■ **Work item**:
Print, word for word, the stretch of the blog post on Thailand's breaking of AIDS drug patents that begins with the words "April 30th, 2007" and ends after "Harm Us All)".

April 30th, 2007 by
David E. Williams of the Health business blog
Todd Seavey from the American Council on Science and Health has himself worked up into a lather about Thailand’s willingness to break drug company patents to cut its spending on AIDS drugs: (Drug Patent Violations, Knock-Offs Harm Us All)
Contrary to the assertions of the Thai government and Doctors Without Borders.. violating drug companies’ patents and making knock-offs of their drugs is not in the long-term best interest of patients. Just as letting people shoplift today can drive stores out of business tomorrow — and just as price controls make customers happy for a day but produce long-term shortages — so too do patent violations gut the incentive to invest millions in researching the even better drugs of tomorrow…Economically and scientifically ignorant moves like this could shrivel or destroy the pharmaceutical industry, and that will not make the Thais or anyone else healthier in the future.
(Actually, the drug companies have a lot more to fear from today’s Supreme Court decision that will make it harder for them to patent obvious inventions for extended release formulations.)
But let’s examine Seavey’s arguments for a minute:
- Is breaking a patent like shoplifting? Will it “drive stores out of business”?
- Will moves like Thailand’s “shrivel or destroy the pharmaceutical industry”?
Shoplifting hurts stores because they get zero revenue for goods they paid for. It raises their cost of doing business by forcing them to pay for security measures and to raise prices to make up for their losses. I’m not sure what the “stores” are in Seavey’s analogy. In general, drug wholesalers and pharmacies are pleased to stock and sell generics, which tend to be as or more profitable than branded products. (Drug stores don’t tend to allow shoplifting of generic or brand drugs.)
Thailand isn’t going to be stealing pills from Abbott, it’s just not going to place any orders.

■ **Recorded data**:
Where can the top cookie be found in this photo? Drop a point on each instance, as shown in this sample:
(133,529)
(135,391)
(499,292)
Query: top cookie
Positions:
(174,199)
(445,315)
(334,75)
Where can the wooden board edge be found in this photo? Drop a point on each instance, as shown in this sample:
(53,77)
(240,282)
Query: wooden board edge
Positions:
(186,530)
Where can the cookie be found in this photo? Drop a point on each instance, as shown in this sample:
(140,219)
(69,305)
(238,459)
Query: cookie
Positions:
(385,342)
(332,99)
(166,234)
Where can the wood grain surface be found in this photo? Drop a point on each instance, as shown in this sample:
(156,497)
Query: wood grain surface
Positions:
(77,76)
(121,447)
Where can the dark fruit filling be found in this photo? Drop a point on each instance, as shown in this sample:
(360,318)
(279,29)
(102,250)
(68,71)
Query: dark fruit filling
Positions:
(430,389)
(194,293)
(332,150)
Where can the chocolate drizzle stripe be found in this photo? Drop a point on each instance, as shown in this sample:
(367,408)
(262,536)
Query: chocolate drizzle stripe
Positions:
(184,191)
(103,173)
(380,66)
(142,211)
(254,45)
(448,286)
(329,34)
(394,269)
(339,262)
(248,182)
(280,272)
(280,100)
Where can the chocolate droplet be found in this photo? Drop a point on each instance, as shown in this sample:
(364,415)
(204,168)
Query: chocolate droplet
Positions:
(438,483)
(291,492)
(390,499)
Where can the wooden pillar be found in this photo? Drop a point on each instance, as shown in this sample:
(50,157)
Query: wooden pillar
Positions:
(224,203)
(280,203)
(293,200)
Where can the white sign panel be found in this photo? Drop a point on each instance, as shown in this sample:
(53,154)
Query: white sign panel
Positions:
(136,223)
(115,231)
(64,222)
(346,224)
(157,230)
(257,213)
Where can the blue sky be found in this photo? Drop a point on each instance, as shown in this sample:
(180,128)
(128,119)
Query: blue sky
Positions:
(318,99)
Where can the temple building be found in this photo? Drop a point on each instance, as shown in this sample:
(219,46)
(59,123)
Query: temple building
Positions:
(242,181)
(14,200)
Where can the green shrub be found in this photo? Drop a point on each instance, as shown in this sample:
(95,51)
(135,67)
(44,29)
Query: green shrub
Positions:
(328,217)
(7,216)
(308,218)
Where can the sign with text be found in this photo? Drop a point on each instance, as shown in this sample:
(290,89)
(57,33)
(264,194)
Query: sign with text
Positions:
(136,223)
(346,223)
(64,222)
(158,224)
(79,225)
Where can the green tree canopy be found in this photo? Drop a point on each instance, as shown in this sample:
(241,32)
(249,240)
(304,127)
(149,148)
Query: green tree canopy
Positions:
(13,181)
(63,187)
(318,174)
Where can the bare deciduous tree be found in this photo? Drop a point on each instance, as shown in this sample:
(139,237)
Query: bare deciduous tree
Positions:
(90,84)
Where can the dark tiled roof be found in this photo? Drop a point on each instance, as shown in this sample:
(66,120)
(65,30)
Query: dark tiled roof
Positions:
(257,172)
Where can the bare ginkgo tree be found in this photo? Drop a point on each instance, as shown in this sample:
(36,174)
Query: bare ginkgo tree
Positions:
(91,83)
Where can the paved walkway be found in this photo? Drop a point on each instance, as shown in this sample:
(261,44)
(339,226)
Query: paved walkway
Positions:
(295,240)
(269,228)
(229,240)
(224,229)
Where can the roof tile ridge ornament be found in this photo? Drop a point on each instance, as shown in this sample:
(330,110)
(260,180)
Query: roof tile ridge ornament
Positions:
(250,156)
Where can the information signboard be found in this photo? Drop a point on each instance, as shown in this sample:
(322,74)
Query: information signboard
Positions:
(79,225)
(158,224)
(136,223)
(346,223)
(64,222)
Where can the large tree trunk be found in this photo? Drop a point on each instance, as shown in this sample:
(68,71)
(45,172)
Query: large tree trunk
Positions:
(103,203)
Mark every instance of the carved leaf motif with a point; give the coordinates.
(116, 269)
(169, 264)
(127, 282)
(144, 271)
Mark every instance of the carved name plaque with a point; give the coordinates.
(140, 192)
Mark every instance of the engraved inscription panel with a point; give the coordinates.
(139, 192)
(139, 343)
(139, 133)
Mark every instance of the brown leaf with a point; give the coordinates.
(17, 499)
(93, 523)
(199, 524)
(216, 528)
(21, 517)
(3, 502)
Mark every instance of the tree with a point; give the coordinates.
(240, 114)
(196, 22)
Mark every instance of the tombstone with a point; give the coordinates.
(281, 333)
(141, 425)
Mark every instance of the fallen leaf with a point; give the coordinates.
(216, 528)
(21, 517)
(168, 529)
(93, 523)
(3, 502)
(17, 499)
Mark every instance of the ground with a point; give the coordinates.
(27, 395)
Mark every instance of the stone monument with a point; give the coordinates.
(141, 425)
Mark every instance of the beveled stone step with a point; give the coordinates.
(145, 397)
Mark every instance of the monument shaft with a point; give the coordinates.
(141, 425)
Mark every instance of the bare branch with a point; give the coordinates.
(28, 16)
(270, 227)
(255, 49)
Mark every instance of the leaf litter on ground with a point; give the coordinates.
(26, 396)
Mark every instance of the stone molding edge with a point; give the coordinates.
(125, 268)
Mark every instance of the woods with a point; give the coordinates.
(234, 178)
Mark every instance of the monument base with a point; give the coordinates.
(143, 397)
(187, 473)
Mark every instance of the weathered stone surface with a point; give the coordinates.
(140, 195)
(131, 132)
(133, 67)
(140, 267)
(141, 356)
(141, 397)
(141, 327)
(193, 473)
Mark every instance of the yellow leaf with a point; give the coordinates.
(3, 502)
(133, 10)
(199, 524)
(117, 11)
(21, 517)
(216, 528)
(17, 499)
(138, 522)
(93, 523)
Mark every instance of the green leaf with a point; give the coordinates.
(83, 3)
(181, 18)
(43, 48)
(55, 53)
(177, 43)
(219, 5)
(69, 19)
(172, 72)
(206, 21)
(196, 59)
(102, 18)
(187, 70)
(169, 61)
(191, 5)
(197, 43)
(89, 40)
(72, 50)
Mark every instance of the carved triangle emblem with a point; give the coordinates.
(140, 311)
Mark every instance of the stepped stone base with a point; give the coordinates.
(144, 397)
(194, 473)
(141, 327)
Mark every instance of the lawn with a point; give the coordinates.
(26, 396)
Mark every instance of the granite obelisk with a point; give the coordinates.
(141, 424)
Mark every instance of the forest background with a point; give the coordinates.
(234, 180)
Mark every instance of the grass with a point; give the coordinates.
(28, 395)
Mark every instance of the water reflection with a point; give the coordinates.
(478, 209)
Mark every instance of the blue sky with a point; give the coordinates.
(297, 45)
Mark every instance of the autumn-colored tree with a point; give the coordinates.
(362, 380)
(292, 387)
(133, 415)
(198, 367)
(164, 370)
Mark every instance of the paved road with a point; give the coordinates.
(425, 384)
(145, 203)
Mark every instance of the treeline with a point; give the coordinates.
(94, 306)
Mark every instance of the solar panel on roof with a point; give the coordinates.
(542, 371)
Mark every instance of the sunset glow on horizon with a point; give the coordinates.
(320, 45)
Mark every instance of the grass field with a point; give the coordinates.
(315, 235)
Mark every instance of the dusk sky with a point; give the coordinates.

■ **Answer box**:
April 30th, 2007 by
David E. Williams of the Health business blog
Todd Seavey from the American Council on Science and Health has himself worked up into a lather about Thailand’s willingness to break drug company patents to cut its spending on AIDS drugs: (Drug Patent Violations, Knock-Offs Harm Us All)